*Extract to read*:

+-------+

Friday, September 14, 2012

Quiet Please.


Most people don’t like watching golf. They equate it to watching paint dry.
I, however, disagree.
One cold and dreary winter’s day when I was a kid I started watching golf. And I have had it on my “list of good things to do a Sunday afternoon” ever since. I think the part that got me hooked the most was that wherever the golf tournament is located it always happens to be green, which is something that could not be said about where I grew up. Trust me, winter was only ever white where I lived, or this really drab brown. So watching golf on the tv probably gave me a breather from winter, and I can surmise that is the real reason why I like to watch golf.
All that to say, on my “List of things to do during my life” was a little entry that said, “Go to a professional golf tournament.”

Wolfies, consider it done.
When I was out in the Northwest this summer, I went to a golf tournament.
Houses are always lovely on golf courses.
Me and my brotha!
Not too shabby a view??!!
Now that is what I call an 18th hole!

Turns out, golf tournaments are like a whole culture unto themselves. I don’t really know how to explain it, but all of the people kind of looked alike, we all dressed alike, none of us talked above a hushed tone, everybody wants to be “following the leader.” Whenever masses of people are all doing the same thing that concerns me a bit.

But, alas.

One thing I hadn’t ever thought about is that there are people standing around with these signs all over the place.

The first thing I thought was that I wanted to go up to said person and say, “Alright, just give it to me straight, what do I have to do to get that sign of yours?”
But that wouldn’t be Golf Tournament Appropriate, now would it? Not a hushed tone at all. Unfortunately then I procured no sign.

But standing next to these sign people was more often than not a person doing this:

And I thought, “I have seen something like that before.”

 Needless to say that for the rest of the tournament my mind was not on the leader’s golf game.

 Why do people raise their hands in church?
Why do people go to church?
Better question: why do I raise my hands in church or go to church?
Are we supposed to raise our hands?
What does it all really mean?

Those were the thoughts I was thinking for the rest of the day.

Church has been on my mind a lot lately. I think I will write about it at another time, but I feel that Christians in general have lost a sacredness to their thoughts about what they do on Sunday mornings. It really seems to have become routine, rather than the thoughtful WORSHIP of an Almighty God (the ONLY Almighty God, might I add).
Anyway.

And then it dawned on me. While I don’t know specifically what raising your hands in church should mean, and more importantly what it has been watered down to mean to most people today,  I think the golf world has got it figured out—maybe even more than the church does.
It should mean, and I will even go so far as to say that simply BEING in church should mean, “Quiet Please.”

I’m not talking about people not talking in church. I am not talking about people not bringing coffee into church. I am not talking about worship songs being only without drums and microphones. I am not talking about getting rid of modern worship music. I am not talking about pastor’s not telling jokes during sermons (for aren’t these a handful of things that church bodies really get LOUD about?).

+-------+

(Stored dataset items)
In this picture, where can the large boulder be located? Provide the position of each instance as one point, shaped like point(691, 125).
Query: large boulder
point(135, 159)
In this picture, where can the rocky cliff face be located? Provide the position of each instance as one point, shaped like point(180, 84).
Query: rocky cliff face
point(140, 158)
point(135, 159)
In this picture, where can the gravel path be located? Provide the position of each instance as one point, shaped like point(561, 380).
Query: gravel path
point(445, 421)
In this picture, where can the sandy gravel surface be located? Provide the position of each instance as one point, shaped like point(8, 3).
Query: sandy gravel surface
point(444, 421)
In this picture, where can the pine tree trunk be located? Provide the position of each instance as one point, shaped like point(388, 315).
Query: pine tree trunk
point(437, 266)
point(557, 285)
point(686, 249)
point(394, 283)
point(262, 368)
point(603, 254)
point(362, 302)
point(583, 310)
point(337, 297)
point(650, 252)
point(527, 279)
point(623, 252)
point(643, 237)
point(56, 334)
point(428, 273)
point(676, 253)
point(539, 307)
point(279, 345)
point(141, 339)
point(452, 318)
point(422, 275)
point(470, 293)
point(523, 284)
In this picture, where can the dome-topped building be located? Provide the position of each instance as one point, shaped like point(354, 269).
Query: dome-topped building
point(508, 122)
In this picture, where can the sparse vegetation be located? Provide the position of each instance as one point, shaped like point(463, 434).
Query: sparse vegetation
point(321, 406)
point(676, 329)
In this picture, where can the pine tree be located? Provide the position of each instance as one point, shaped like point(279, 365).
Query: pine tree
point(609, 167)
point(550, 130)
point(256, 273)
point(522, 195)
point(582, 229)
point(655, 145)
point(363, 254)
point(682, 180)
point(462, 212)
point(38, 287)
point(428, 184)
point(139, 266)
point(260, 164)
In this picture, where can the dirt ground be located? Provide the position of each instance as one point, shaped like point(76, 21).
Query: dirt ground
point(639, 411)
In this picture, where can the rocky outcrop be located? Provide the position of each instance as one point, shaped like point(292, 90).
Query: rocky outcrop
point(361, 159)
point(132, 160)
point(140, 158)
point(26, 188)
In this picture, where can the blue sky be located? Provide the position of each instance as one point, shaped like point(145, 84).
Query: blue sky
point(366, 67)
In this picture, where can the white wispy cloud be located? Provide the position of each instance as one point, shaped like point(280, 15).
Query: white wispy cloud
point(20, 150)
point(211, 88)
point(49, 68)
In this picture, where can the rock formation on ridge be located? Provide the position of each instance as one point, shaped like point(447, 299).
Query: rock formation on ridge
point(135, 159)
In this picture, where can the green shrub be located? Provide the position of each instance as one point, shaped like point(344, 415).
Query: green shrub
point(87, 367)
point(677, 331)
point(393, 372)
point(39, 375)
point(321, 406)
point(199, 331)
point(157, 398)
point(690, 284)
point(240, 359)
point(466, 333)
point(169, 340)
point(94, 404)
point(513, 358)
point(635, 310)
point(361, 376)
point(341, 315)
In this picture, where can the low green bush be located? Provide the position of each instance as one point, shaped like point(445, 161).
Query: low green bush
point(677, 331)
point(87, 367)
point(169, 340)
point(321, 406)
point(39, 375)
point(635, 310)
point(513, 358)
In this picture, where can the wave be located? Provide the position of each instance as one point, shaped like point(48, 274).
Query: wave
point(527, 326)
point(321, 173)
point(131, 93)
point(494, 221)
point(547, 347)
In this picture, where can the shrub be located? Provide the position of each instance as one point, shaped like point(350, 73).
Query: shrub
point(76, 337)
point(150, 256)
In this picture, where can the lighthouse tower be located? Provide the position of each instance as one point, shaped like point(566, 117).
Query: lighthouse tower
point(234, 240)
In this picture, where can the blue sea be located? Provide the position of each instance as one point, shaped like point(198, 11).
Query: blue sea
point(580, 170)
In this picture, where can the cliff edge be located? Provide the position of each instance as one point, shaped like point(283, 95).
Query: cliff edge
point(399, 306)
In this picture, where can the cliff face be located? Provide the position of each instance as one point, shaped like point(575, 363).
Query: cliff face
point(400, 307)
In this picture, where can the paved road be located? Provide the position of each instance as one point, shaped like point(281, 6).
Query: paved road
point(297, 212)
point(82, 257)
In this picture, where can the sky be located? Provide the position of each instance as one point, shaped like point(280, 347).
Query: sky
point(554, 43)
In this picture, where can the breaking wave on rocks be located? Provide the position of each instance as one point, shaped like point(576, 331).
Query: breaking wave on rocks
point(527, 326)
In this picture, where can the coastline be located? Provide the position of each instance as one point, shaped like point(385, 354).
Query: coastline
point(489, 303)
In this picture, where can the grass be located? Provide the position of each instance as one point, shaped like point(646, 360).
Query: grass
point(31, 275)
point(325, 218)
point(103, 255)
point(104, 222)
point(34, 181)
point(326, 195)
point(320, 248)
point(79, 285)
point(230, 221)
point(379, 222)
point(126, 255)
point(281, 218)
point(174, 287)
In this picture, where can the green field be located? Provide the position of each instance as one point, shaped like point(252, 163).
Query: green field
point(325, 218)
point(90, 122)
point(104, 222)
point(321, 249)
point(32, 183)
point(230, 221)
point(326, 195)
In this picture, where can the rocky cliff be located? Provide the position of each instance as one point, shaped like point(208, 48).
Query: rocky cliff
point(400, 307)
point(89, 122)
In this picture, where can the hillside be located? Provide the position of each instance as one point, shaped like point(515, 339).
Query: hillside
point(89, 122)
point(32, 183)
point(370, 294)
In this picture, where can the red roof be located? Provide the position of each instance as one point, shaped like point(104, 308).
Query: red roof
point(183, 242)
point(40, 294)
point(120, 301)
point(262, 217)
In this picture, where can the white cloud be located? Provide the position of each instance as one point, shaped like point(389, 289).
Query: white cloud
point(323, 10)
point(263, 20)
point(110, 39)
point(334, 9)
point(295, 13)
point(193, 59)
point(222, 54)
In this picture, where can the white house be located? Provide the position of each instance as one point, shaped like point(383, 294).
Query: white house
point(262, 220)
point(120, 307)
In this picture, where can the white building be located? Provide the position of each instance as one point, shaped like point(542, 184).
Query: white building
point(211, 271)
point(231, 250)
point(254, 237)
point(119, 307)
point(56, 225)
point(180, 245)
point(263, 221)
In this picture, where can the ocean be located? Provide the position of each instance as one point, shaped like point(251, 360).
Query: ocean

+-------+

*Set problem*:
From the blog post, copy the passage that starts with the words containing "Not too shabby" and ends with "procured no sign.". The listing is separate material, unrelated to the blog post.

*Reply to the exercise*:
Not too shabby a view??!!
Now that is what I call an 18th hole!

Turns out, golf tournaments are like a whole culture unto themselves. I don’t really know how to explain it, but all of the people kind of looked alike, we all dressed alike, none of us talked above a hushed tone, everybody wants to be “following the leader.” Whenever masses of people are all doing the same thing that concerns me a bit.

But, alas.

One thing I hadn’t ever thought about is that there are people standing around with these signs all over the place.

The first thing I thought was that I wanted to go up to said person and say, “Alright, just give it to me straight, what do I have to do to get that sign of yours?”
But that wouldn’t be Golf Tournament Appropriate, now would it? Not a hushed tone at all. Unfortunately then I procured no sign.